*Stored data entries:*
_ _ _ _ _
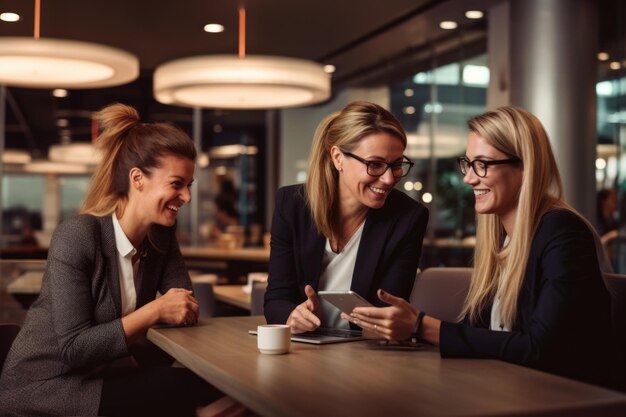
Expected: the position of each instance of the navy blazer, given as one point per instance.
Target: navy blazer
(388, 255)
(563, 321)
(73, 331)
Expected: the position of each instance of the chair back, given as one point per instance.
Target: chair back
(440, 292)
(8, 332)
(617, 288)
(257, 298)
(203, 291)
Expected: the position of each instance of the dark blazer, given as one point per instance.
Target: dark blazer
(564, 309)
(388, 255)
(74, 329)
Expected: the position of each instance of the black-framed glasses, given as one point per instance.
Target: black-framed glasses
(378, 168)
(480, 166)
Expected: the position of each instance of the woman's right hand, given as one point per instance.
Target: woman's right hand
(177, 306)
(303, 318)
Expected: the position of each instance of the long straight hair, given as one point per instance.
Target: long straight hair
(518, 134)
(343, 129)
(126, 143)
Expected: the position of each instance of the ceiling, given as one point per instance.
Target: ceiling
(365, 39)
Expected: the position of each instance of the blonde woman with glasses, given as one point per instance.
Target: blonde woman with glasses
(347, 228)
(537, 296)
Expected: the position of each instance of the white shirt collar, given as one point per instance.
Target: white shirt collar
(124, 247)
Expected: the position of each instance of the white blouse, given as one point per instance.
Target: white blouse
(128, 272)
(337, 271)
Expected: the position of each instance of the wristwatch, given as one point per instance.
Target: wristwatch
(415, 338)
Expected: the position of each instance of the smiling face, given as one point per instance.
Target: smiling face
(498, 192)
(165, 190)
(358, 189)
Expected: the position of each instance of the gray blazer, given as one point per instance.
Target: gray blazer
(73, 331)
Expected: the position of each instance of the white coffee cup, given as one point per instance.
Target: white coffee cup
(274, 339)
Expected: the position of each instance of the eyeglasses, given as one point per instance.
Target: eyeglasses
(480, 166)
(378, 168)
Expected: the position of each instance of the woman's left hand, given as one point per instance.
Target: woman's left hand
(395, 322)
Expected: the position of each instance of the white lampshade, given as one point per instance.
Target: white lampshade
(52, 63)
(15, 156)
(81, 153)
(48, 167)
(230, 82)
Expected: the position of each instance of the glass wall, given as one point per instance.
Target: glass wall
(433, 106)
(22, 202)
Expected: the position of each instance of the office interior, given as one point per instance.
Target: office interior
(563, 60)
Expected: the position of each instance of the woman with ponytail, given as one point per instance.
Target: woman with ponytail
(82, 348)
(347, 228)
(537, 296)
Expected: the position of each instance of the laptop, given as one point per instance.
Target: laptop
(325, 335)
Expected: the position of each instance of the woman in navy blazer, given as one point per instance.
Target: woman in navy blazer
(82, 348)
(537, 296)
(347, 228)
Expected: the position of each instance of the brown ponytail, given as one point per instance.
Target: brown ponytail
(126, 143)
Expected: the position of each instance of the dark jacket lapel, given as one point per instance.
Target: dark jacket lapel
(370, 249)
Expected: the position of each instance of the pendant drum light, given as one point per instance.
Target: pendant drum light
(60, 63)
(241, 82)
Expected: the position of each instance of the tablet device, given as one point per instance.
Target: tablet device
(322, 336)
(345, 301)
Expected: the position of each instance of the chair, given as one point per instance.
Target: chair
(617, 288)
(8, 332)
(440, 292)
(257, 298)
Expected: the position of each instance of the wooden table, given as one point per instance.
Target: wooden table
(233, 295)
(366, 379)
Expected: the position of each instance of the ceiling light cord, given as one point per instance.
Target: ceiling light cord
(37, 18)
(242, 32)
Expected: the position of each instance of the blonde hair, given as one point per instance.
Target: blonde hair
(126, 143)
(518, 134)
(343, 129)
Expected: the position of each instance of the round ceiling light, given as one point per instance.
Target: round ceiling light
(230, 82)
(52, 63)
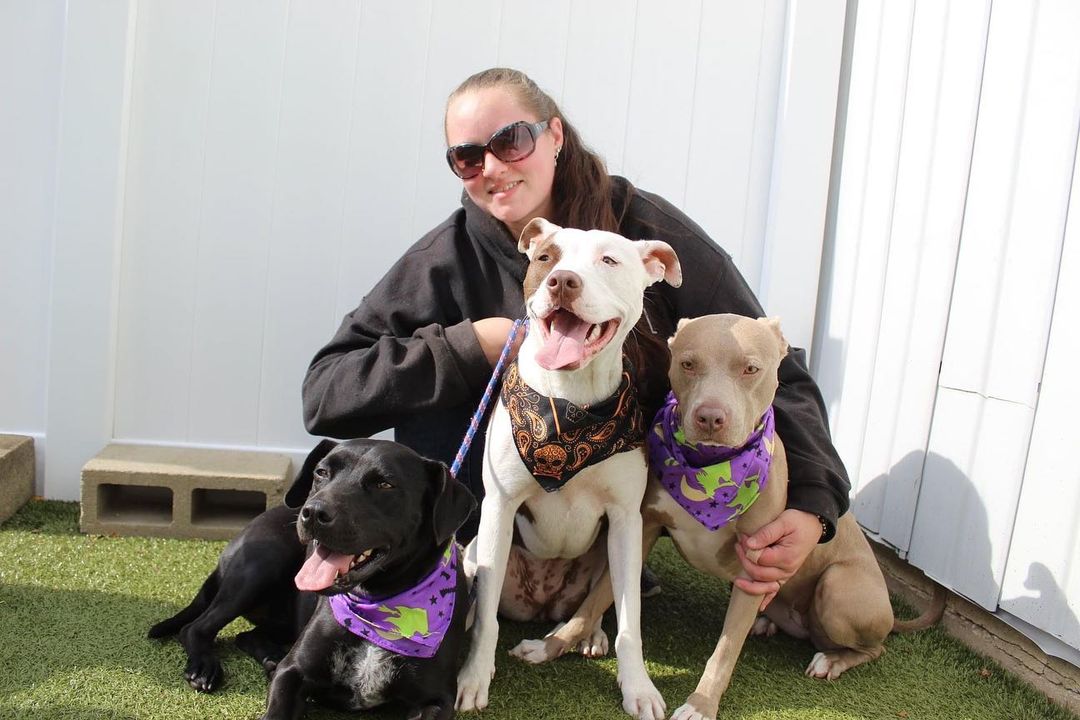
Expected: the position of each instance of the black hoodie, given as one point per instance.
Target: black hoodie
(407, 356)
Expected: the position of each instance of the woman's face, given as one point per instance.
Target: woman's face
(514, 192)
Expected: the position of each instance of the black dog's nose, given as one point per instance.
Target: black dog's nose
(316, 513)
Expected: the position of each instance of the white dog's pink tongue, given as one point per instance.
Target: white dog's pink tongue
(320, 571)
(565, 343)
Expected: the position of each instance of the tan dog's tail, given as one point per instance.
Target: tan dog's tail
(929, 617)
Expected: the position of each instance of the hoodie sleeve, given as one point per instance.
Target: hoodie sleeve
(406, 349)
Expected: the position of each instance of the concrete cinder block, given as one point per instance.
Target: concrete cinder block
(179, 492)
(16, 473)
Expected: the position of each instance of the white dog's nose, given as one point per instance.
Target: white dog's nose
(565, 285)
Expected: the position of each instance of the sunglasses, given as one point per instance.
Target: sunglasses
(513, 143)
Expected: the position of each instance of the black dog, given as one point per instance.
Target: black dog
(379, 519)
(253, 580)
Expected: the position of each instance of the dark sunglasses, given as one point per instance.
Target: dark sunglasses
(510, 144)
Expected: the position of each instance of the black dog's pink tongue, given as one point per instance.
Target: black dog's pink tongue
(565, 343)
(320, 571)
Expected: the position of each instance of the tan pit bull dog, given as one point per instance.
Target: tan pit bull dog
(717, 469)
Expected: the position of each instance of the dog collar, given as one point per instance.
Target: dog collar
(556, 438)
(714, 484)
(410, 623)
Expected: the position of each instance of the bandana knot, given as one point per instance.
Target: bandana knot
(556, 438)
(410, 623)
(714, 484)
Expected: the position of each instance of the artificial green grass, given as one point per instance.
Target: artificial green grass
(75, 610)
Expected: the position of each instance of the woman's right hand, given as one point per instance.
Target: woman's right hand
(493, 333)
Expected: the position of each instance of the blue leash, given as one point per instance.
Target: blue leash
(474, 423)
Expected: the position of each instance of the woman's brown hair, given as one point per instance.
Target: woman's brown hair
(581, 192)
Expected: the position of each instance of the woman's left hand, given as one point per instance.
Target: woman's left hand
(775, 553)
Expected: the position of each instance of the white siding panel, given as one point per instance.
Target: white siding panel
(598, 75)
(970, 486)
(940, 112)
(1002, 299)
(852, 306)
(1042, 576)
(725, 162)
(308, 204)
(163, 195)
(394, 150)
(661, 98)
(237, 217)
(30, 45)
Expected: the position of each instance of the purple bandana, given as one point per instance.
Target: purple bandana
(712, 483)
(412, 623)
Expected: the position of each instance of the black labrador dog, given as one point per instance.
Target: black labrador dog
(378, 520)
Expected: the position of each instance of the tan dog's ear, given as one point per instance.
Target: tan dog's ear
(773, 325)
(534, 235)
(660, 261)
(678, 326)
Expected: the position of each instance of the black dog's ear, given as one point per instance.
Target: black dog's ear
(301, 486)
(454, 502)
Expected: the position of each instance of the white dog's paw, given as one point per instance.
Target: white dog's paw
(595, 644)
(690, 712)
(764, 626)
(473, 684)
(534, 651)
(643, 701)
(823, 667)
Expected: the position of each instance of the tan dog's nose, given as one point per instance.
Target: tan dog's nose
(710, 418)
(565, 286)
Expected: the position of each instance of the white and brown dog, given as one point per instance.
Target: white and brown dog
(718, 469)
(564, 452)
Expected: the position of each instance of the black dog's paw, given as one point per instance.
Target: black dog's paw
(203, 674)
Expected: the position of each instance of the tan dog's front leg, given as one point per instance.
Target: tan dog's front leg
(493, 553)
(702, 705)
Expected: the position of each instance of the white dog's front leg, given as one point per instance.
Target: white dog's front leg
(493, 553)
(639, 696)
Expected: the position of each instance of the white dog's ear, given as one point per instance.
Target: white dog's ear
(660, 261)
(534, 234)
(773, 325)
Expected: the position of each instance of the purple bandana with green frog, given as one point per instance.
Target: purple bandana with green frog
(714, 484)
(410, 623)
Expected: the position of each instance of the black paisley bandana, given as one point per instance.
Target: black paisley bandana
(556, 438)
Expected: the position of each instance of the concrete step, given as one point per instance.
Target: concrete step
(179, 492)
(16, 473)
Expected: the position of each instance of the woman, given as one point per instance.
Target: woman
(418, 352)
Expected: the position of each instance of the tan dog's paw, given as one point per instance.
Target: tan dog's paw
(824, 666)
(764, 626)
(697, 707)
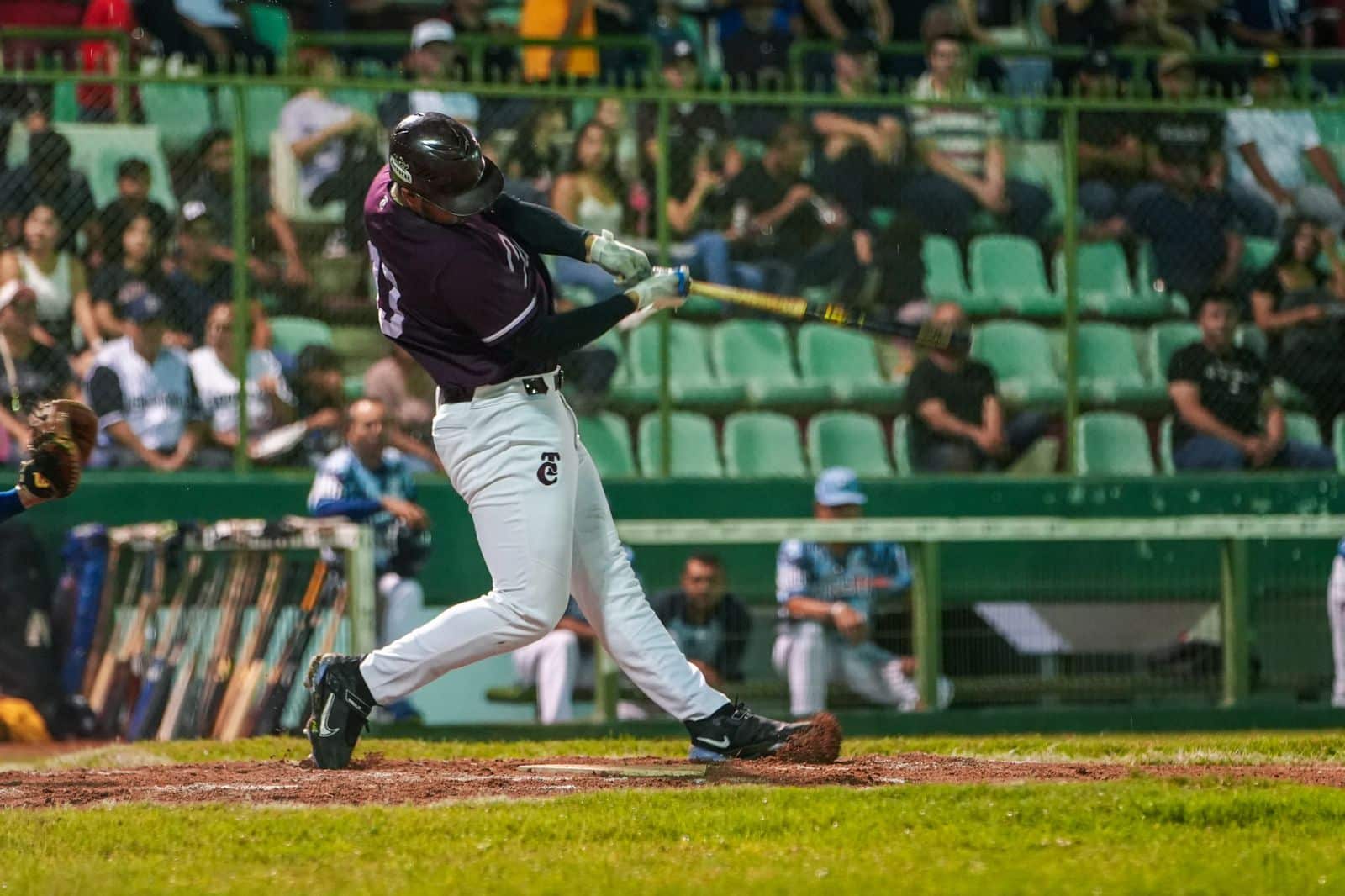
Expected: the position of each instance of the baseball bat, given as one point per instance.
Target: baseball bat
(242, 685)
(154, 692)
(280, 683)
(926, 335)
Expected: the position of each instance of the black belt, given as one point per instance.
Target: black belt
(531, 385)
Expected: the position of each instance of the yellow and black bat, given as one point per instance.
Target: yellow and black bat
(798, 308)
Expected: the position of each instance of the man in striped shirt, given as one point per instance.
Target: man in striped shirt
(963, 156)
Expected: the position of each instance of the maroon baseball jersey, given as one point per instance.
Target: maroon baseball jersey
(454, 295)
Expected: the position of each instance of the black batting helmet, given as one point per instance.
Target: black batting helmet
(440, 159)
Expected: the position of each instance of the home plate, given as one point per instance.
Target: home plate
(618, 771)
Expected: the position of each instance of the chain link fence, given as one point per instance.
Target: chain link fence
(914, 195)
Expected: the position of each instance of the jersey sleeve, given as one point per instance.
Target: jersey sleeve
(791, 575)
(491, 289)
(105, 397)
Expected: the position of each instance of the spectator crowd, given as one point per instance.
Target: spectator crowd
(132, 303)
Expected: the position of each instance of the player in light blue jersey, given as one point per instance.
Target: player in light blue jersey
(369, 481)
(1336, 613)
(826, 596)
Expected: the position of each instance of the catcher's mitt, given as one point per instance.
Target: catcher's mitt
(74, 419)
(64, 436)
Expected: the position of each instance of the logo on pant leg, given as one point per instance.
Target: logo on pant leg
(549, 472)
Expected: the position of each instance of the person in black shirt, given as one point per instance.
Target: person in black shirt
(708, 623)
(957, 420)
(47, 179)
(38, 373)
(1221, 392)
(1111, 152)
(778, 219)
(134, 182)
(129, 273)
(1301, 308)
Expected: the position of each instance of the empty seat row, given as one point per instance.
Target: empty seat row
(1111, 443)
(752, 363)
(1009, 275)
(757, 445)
_ _ _ _ _
An exact, complete copy of the lines above from the one with "Target: woman's face" through the one with "Expected: the position of each instance of the black dog, given" is the whole answer.

*Task answer:*
Target: woman's face
(514, 192)
Expected: the position of each instance of the black dog's nose, given as one point per instance.
Target: black dog's nose
(316, 513)
Expected: the position of each instance of the white dog's pink tongue, given as one point per instance.
Target: white dog's pink tongue
(320, 571)
(565, 343)
Expected: the position of each instance of the tan dog's tail, given as one point per instance.
Target: tan dog's tail
(929, 617)
Expected: the position of each instance of the hoodie sleeve, given as one point per instance.
Target: hoodie sleeve
(406, 349)
Expected: the position of each instance of the concrete cinder block, given as one point per instance.
Target: concrete cinder block
(179, 492)
(16, 473)
Expected: the position of each instance of the white dog's nose, given as one point per instance.
Target: white dog's nose
(565, 285)
Expected: the position of each instance of the sunglasses, given as one point per instance.
Target: sunglasses
(513, 143)
Expected: the position of each instance of the black dog, given as one point per instance.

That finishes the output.